Input data:
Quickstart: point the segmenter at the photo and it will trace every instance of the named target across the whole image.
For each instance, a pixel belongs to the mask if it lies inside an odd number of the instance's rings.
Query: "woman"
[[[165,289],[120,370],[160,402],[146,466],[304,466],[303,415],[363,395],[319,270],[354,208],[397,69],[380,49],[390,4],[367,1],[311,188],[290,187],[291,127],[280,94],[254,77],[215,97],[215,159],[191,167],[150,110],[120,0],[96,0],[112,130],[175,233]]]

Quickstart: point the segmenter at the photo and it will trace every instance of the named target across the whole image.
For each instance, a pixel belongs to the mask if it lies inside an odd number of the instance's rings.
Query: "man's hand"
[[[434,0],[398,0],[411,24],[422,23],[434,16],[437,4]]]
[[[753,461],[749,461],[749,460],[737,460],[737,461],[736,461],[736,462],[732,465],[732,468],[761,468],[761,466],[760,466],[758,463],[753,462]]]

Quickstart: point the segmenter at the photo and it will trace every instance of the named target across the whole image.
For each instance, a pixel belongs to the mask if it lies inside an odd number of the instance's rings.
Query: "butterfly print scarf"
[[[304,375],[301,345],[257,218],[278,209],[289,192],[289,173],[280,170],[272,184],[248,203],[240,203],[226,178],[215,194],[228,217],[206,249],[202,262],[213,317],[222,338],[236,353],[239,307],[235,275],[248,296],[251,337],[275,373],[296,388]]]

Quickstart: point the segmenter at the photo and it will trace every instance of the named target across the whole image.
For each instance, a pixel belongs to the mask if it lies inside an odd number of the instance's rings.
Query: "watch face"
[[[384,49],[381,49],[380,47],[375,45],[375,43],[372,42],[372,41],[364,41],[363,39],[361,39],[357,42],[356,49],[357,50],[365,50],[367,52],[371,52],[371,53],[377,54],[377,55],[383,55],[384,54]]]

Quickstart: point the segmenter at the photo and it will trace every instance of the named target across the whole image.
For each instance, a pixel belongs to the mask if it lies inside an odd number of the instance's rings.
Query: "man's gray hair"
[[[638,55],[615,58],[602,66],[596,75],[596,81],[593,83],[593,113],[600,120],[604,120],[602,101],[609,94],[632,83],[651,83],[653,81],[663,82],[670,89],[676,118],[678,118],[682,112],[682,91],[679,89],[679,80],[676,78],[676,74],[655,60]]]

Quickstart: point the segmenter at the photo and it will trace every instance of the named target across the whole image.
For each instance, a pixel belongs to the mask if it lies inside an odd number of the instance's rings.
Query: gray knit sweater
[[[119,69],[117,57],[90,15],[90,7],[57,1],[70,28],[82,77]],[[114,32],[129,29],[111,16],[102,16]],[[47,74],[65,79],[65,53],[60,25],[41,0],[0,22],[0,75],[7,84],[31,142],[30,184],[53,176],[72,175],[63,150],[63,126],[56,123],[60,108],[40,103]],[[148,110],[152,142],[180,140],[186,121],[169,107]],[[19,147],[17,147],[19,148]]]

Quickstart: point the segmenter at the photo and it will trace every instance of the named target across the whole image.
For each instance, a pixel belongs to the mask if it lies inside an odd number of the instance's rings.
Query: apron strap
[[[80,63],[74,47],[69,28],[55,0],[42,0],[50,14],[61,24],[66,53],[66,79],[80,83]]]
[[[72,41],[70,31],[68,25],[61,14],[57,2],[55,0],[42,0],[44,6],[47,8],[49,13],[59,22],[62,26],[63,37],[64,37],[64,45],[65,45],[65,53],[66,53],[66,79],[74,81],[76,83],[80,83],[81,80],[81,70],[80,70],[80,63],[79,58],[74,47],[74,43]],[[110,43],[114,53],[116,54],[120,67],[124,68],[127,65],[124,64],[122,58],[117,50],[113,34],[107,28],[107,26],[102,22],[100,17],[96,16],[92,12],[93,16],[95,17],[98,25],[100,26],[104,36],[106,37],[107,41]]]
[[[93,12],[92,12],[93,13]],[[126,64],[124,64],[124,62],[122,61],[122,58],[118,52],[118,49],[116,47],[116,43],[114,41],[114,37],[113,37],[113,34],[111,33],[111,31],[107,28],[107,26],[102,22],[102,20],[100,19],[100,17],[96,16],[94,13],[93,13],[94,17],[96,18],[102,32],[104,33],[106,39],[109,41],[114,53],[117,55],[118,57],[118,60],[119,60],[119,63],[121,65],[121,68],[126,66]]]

Goal of the exercise:
Could you write the whole listing out again, line for line?

Answer to the problem:
Quickstart: point the segmenter at the photo and it will trace every instance of the named target across the whole image.
For each instance, a pixel belongs to the mask if it lies inside an odd number of the instance's rings.
Query: "woman"
[[[165,289],[120,370],[160,402],[146,466],[304,466],[303,415],[363,395],[319,270],[354,208],[397,69],[380,49],[390,4],[367,1],[311,188],[290,187],[291,127],[280,94],[254,77],[215,97],[215,159],[191,167],[150,110],[120,0],[96,0],[112,130],[175,233]]]

Quickstart: point the segmenter at the photo and it will trace every instance of the named target across the whole image.
For each instance, a pixel belongs to the mask if it lies inside an odd number of the instance's rings.
Query: "man's hand"
[[[434,0],[398,0],[411,24],[422,23],[434,16],[437,4]]]
[[[753,461],[749,461],[749,460],[737,460],[737,461],[736,461],[736,462],[732,465],[732,468],[761,468],[761,466],[760,466],[758,463],[753,462]]]

Quickstart: point the segmenter at the photo and it will trace every instance of the named target across the whole image.
For each instance, a pixel belongs to the mask if it lies inside an odd number of the instance's rings.
Query: "butterfly print scarf"
[[[304,375],[301,345],[257,218],[278,209],[289,192],[289,173],[280,170],[272,184],[248,203],[240,203],[226,178],[215,194],[228,217],[206,249],[202,262],[213,317],[222,338],[236,353],[239,307],[235,275],[248,296],[251,337],[275,373],[296,388]]]

Quickstart: point the segmenter at the photo and it will trace every instance of the named target across the whole image.
For each instance, a pixel belongs to the mask if it lies inside an odd number of the instance's rings.
Query: "watch face"
[[[384,49],[381,49],[380,47],[375,45],[375,43],[372,42],[372,41],[364,41],[363,39],[361,39],[357,42],[356,49],[357,50],[365,50],[367,52],[371,52],[371,53],[377,54],[377,55],[383,55],[384,54]]]

Quickstart: point the segmenter at the photo and it will trace every instance of the named target across the whole image.
For each instance, a pixel belongs to the mask if it lies inside an odd number of the instance's rings.
Query: "man's gray hair"
[[[638,55],[615,58],[602,66],[596,75],[596,81],[593,83],[593,113],[600,120],[604,120],[602,101],[609,94],[632,83],[651,83],[653,81],[663,82],[670,89],[676,118],[678,118],[682,112],[682,91],[679,89],[679,80],[676,78],[676,74],[655,60]]]

Quickstart: point the segmenter at the photo and it will trace every instance of the named target across the whole image.
For each instance, a pixel belongs to the mask if it lies inside an odd number of the instance's rings.
Query: gray knit sweater
[[[119,69],[117,57],[90,15],[90,7],[57,1],[70,28],[82,77]],[[114,32],[129,29],[111,16],[102,16]],[[47,74],[65,79],[65,53],[60,25],[41,0],[0,22],[0,75],[7,84],[31,142],[30,184],[53,176],[72,175],[63,150],[63,126],[56,123],[60,108],[40,103]],[[148,110],[152,142],[180,140],[186,121],[169,107]],[[19,147],[17,147],[19,148]]]

Quickstart: point the segmenter at the photo and it will trace every instance of the named target across the whole image.
For each instance, a pixel belongs to the mask if it lies inside an odd number of the instance's rings.
Query: apron strap
[[[80,63],[74,47],[69,28],[55,0],[42,0],[50,14],[61,24],[66,53],[66,79],[80,83]]]
[[[72,41],[70,31],[68,25],[61,14],[57,2],[55,0],[42,0],[44,6],[47,8],[49,13],[59,22],[62,26],[63,37],[64,37],[64,45],[65,45],[65,53],[66,53],[66,79],[74,81],[76,83],[80,83],[81,80],[81,70],[80,70],[80,63],[79,58],[74,47],[74,43]],[[110,43],[114,53],[116,54],[120,67],[124,68],[127,65],[124,64],[122,58],[117,50],[113,34],[107,28],[107,26],[102,22],[100,17],[96,16],[92,12],[93,16],[95,17],[98,25],[100,26],[104,36],[106,37],[107,41]]]
[[[93,12],[92,12],[93,13]],[[126,64],[124,64],[124,62],[122,61],[122,58],[118,52],[118,49],[116,47],[116,43],[114,41],[114,37],[113,37],[113,34],[111,33],[111,31],[107,28],[107,26],[102,22],[102,20],[100,19],[100,17],[96,16],[94,13],[93,13],[94,17],[96,18],[102,32],[104,33],[106,39],[109,41],[114,53],[117,55],[118,57],[118,60],[119,60],[119,63],[121,65],[121,68],[126,66]]]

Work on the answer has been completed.